• _Your assignment_
From the entries, return every line where the string "backpack" shows up.

------------------------------------------------------------------------

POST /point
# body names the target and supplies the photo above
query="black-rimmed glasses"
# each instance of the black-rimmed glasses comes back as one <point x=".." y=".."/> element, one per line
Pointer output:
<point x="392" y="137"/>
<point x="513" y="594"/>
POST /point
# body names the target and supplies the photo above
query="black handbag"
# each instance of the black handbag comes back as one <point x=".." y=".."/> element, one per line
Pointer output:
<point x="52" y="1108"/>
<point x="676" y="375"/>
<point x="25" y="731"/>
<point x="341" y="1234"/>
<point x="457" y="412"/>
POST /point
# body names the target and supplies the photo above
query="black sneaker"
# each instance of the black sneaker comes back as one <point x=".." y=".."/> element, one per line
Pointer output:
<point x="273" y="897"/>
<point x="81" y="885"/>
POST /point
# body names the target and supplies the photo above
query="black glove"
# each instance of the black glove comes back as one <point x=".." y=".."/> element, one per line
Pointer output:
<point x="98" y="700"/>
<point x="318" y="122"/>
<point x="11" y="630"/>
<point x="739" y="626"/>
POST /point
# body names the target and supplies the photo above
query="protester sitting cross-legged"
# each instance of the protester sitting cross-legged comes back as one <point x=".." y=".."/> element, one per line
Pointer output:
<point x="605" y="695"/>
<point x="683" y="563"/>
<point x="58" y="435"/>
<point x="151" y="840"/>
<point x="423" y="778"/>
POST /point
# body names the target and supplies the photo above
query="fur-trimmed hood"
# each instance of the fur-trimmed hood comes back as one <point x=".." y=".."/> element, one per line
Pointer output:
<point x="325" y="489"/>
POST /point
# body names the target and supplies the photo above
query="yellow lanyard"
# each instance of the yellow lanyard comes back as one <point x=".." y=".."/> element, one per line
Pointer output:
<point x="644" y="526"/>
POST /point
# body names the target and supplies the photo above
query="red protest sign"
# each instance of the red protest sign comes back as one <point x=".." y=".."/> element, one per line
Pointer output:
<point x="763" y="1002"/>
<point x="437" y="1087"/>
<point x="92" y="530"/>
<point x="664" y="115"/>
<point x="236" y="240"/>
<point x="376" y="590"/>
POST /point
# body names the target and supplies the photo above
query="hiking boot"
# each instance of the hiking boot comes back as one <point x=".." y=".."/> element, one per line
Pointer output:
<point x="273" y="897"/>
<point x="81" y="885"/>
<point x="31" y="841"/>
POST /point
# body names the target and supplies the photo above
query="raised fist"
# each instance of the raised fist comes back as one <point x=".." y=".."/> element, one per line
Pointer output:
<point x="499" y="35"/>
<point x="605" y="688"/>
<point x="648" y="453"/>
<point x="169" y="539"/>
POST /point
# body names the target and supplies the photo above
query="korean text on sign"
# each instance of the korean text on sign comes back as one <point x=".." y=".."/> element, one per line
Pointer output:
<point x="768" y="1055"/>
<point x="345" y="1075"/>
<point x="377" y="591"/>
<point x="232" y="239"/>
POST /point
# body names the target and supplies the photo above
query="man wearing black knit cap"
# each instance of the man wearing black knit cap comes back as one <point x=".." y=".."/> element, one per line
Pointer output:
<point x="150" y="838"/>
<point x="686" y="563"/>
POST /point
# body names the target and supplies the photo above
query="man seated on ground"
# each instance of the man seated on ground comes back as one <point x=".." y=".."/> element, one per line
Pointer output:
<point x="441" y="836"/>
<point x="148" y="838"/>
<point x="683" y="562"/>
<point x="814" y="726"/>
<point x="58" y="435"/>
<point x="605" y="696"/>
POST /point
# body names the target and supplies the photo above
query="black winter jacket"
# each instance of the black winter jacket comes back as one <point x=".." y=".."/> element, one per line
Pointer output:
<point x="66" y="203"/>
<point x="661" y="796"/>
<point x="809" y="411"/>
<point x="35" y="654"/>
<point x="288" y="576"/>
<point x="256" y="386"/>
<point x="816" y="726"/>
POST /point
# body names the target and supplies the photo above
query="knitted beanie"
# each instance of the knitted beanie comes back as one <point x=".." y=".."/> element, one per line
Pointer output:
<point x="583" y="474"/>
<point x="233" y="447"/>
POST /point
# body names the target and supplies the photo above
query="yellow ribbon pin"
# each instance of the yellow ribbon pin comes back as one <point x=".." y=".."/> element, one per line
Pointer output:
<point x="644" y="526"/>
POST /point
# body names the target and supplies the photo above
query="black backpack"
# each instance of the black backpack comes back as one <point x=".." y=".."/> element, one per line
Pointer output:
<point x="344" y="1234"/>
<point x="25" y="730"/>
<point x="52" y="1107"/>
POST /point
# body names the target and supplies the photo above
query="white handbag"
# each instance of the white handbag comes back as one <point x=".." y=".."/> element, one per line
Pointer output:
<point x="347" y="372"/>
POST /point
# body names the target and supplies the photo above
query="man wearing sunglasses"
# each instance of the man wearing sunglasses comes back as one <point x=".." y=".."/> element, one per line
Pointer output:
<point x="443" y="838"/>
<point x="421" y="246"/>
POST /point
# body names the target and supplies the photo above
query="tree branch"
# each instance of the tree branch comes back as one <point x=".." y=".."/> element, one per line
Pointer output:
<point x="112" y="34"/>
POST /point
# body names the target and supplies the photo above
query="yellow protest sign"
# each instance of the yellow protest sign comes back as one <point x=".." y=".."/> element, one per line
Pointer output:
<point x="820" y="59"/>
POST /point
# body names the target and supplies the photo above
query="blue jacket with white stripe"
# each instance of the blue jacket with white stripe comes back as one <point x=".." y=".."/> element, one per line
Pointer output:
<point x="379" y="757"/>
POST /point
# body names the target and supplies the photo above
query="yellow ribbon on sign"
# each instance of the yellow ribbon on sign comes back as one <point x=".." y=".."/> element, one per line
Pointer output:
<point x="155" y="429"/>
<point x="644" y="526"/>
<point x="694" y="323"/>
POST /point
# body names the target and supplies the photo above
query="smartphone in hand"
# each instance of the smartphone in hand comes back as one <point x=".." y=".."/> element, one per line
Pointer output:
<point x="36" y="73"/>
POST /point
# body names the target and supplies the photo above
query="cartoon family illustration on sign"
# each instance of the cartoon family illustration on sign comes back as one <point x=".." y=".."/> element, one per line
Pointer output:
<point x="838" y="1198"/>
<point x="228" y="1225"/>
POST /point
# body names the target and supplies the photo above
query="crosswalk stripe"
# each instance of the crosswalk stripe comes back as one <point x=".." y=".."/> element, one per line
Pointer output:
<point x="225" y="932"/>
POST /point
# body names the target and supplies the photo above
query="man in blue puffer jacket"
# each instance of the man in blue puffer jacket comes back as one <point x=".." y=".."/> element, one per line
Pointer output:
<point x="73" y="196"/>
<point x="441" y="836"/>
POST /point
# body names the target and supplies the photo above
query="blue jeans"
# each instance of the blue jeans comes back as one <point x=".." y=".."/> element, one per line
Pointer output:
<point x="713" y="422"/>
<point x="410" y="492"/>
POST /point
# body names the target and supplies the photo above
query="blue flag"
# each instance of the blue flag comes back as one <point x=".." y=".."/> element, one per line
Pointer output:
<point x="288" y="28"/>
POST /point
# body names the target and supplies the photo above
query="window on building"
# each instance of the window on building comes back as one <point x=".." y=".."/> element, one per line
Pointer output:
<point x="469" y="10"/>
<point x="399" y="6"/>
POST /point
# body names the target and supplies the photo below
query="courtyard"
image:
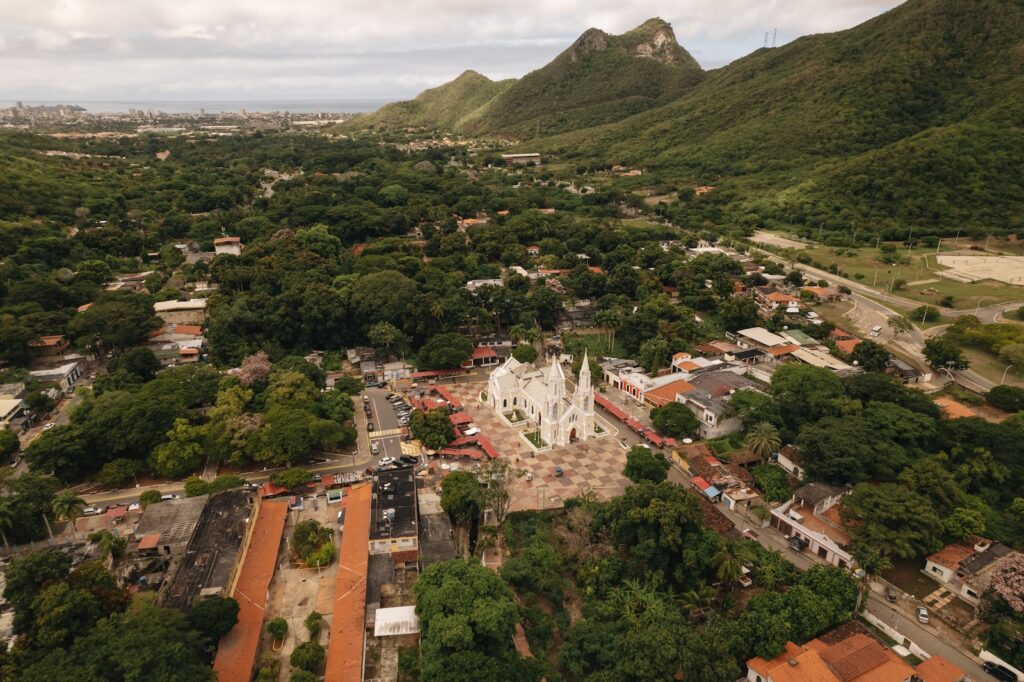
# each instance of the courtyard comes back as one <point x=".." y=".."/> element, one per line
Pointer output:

------------------------------------------------------------------------

• _Answer box_
query="black backpack"
# each instance of the black backpack comes back as one <point x=".." y=".."/> element, one per line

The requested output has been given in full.